Document segment =
= = = = = = =

Skip to main content

How to use prompts for dbt Copilot

dbt Copilot
AI
Best practices
Beginner
Menu

    Overview

    Learn how to write effective prompts for dbt Copilot to generate accurate SQL, models, metrics, and macros. Each recipe is self-contained with its own realistic example.

    dbt Copilot is an AI assistant that generates SQL, YAML, documentation, tests, semantic models, and macros based on your project's context. The quality of output depends on the clarity of your prompts.

    This cookbook provides independent recipes for common prompting tasks. Jump to any section that matches your current need.

    This cookbook covers the following topics:

    Prompt best practices

    Writing effective prompts is about giving Copilot the right context and clear direction. Follow these principles:

    Provide rich context

    In your prompt, include table names, column types, and example values to describe how they relate to each other.

    Include the following:

    • Table relationships (such as orders joins to customers on customer_id)
    • Data types (such as created_at is a timestamp)
    • Sample values (such as status is a string with values like "active" or "pending")

    Example: Santi's neighborhood café

    Let's say you run a neighborhood café and folks get a free drink after 10 visits:

    Without rich context (vague):

    I need a query using customers, subscriptions, and activity tables to see weekly regulars.

= = = = = = =

Extracted data =
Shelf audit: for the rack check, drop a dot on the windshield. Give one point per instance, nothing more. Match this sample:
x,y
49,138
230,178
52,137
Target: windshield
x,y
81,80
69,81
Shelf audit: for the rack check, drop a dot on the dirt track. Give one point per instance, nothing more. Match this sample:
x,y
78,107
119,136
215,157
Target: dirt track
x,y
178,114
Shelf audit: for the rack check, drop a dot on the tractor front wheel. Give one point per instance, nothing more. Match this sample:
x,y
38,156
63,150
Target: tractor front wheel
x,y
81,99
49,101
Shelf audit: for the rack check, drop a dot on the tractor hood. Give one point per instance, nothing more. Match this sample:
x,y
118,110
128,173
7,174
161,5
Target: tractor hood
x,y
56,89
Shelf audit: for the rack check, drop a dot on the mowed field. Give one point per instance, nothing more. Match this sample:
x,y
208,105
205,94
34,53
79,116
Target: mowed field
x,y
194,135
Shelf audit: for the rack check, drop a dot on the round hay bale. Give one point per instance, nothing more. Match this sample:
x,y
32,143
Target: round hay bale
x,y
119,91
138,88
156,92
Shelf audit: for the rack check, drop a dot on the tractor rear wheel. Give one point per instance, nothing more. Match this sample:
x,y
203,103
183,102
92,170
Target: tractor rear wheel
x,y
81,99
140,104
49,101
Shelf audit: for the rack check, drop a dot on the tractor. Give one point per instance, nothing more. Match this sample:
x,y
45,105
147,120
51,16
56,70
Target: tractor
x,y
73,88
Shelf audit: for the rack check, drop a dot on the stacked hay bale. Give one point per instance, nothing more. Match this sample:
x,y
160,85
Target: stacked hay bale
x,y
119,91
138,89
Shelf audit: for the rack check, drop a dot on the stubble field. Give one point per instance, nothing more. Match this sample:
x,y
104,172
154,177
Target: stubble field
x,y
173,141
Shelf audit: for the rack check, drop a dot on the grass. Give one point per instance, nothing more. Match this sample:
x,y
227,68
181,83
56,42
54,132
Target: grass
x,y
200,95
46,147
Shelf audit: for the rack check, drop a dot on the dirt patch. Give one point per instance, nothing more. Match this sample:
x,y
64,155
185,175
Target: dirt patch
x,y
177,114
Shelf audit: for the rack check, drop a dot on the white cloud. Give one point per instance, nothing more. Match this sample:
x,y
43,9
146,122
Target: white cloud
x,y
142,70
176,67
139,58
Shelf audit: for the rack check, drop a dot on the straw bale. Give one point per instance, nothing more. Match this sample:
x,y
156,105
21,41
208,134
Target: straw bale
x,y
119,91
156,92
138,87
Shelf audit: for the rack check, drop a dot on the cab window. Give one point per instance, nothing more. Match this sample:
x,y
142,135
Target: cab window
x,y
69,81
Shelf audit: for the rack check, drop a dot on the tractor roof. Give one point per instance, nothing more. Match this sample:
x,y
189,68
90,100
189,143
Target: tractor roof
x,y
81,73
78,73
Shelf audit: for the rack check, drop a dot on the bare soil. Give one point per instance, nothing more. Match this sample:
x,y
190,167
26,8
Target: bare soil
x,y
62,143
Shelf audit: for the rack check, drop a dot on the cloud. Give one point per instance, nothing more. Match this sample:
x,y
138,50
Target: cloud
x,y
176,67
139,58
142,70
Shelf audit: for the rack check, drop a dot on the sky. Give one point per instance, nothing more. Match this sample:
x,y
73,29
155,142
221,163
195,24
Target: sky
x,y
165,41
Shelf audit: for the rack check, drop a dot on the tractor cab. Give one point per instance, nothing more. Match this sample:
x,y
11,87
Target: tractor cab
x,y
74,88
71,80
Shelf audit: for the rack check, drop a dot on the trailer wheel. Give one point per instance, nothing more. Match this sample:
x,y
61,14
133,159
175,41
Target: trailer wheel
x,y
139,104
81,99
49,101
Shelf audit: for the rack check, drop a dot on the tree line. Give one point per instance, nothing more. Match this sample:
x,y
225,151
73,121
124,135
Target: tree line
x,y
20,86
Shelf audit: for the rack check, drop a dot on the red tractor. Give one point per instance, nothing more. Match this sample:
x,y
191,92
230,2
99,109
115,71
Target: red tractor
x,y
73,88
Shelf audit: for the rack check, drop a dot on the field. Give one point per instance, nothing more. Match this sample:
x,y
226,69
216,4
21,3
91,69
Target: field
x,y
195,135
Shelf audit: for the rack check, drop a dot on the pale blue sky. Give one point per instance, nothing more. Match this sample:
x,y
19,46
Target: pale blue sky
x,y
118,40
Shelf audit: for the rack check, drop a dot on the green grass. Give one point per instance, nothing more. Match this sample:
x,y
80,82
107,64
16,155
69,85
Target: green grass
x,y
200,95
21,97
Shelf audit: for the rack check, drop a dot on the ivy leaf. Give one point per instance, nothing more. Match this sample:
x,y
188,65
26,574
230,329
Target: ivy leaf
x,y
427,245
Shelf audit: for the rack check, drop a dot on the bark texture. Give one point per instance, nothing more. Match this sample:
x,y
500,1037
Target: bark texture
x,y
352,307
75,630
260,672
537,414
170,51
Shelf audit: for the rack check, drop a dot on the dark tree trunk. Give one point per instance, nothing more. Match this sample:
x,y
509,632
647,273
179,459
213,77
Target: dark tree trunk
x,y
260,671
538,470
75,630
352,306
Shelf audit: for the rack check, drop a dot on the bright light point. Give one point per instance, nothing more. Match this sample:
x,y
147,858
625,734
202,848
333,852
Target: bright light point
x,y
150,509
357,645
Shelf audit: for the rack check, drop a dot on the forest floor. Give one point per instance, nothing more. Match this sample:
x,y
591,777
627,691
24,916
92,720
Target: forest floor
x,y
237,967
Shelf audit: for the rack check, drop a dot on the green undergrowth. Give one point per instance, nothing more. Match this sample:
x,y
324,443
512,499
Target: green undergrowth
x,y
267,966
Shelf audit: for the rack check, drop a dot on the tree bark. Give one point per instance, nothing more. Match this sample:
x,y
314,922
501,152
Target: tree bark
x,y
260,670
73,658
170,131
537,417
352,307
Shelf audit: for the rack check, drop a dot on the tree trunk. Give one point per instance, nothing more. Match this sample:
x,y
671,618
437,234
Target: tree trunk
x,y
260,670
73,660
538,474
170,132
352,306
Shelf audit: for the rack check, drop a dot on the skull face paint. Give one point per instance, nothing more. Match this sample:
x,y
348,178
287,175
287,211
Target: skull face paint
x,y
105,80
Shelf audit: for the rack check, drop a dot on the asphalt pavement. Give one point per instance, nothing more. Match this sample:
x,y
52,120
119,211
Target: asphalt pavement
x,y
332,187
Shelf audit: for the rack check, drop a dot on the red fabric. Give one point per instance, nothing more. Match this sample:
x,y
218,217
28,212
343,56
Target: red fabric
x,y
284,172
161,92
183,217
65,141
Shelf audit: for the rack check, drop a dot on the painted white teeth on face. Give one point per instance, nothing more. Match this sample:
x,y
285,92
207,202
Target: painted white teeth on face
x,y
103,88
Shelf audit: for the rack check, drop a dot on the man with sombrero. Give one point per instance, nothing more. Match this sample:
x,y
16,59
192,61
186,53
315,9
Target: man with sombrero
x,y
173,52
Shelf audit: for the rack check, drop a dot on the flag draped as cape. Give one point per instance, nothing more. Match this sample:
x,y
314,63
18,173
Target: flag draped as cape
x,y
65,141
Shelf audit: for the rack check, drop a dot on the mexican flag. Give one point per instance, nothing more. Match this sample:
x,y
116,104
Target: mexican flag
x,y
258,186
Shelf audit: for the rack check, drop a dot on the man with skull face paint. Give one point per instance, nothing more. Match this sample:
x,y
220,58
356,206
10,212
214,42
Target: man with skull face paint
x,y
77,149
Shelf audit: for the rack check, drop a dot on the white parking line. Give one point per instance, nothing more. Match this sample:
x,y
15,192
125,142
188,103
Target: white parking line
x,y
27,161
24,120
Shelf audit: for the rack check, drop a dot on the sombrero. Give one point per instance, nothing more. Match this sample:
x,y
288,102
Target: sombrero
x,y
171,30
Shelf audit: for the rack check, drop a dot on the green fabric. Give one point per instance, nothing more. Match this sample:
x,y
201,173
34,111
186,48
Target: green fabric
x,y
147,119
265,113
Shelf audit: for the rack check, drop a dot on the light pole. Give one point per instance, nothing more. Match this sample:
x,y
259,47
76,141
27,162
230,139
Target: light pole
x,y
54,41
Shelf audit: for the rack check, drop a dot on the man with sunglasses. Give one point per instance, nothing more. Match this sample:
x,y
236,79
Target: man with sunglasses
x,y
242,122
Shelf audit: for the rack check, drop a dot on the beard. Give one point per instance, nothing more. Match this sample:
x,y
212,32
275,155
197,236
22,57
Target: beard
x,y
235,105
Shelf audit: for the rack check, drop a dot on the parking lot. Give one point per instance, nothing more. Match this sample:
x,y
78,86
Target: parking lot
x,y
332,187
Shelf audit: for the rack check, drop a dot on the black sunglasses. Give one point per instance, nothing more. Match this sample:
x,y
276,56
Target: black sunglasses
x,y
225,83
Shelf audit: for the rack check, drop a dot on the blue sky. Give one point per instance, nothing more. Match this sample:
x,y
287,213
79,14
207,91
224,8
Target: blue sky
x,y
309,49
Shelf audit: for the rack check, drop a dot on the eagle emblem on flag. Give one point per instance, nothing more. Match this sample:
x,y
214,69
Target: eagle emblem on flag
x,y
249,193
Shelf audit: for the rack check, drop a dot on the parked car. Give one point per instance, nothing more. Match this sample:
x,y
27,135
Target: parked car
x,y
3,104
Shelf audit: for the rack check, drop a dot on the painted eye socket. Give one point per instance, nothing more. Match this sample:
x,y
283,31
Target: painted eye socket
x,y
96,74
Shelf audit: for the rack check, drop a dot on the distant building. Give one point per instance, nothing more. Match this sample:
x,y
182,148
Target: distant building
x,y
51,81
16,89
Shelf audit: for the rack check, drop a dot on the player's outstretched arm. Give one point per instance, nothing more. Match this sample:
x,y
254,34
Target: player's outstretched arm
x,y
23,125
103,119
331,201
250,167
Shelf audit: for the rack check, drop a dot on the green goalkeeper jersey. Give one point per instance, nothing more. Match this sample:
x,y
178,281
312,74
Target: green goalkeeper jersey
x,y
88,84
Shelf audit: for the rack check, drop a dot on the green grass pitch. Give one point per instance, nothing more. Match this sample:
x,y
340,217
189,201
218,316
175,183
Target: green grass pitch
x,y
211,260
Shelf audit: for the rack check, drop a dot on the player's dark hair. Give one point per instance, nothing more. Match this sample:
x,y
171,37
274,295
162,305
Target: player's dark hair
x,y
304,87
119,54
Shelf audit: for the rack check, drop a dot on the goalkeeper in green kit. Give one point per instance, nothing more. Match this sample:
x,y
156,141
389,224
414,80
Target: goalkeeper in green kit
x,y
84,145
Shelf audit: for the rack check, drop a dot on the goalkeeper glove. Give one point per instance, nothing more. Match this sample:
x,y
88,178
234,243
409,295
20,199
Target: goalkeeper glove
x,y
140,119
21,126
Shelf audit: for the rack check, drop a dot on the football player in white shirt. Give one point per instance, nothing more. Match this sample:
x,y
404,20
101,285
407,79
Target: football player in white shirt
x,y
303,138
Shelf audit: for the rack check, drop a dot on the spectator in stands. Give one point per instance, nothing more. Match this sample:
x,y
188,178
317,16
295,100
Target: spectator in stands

= = = = = = =

Exercise instructions =
1) In the dbt Copilot guide, what do the café's customers get after 10 visits?
2) From the dbt Copilot guide, return the stretch from "dbt Copilot is" through "of your prompts.".
3) Take the dbt Copilot prompting guide further from where it stops.
The items come from a different source than the dbt Copilot guide.

Solved tasks =
1) A free drink.

2)
dbt Copilot is an AI assistant that generates SQL, YAML, documentation, tests, semantic models, and macros based on your project's context. The quality of output depends on the clarity of your prompts.

3)
    With rich context (specific):

    Context: I run a café loyalty program where customers earn a free drink after 10 visits.

    Tables and relationships:

    - customers (customer_id INT or integer, name STRING, email STRING, signup_date TIMESTAMP)
    - subscriptions (subscription_id INT, customer_id INT, plan_type STRING, start_date DATE, end_date DATE)
    - Joins to customers on customer_id
    - plan_type values: "monthly", "annual", null for non-subscribers
    - activity (activity_id INT, customer_id INT, visit_date DATE, visit_count INT)
    - Joins to customers on customer_id
    - visit_count tracks cumulative visits (resets after redemption)

    Business question: Show me which customers visit weekly (3+ times per week for 4+ weeks)
    and compare conversion rates: do high-frequency punch-card users convert to our
    'beans of the month' subscription at a higher rate than casual visitors?

    Why it works: The AI now knows exact data types, how tables relate, what values to expect, and the specific business logic (3+ visits/week defines "regulars").

    State the business question, not just the output

    Describe the decision or insight the query supports. Avoid purely technical prompts.

    Instead of: "Count users"

    Say: "Count active users per week to analyze engagement trends"

    Example: The sneaker drop

    Let's say you run an online sneaker shop and just launched a new feature: customers can view 3D previews of sneakers before buying.

    We launched a 3D preview feature with our latest limited-edition sneaker drop. 
    Did customers who used the 3D preview convert to buyers at a higher rate than
    those who only saw photos?

    Show me weekly conversion rates: browsers who became buyers, segmented by whether
    they used the 3D preview. If preview users convert 20%+ higher, we'll add 3D
    to all products. If not, we'll improve the feature before expanding.

    Why it works: You've described the feature, the behavior you're measuring, specific success criteria (20%+ lift), and the decision you'll make based on results.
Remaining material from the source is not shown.